Brief:
Copy out each line of the data that contains "instance".

Supplied data Start Marker

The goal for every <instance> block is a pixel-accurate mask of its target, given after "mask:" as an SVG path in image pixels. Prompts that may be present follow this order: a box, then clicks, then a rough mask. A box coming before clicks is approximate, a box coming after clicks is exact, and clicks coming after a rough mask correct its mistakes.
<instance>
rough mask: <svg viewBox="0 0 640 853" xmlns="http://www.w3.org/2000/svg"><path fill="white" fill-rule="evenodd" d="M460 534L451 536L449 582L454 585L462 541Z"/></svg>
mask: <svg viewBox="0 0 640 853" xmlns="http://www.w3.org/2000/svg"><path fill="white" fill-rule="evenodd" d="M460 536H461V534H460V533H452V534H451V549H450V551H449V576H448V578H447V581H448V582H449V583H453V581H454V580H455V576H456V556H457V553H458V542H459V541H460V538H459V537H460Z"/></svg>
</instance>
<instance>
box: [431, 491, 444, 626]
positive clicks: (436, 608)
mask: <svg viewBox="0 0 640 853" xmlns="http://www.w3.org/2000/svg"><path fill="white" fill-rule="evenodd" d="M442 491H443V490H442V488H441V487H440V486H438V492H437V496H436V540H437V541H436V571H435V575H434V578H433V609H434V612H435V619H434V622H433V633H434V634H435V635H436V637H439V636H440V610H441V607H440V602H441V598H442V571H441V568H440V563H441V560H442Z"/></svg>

Supplied data End Marker

Final answer:
The goal for every <instance> block is a pixel-accurate mask of its target, given after "mask:" as an SVG path in image pixels. Prompts that may be present follow this order: a box, then clicks, then a rough mask. A box coming before clicks is approximate, a box coming after clicks is exact, and clicks coming after a rough mask correct its mistakes.
<instance>
</instance>
<instance>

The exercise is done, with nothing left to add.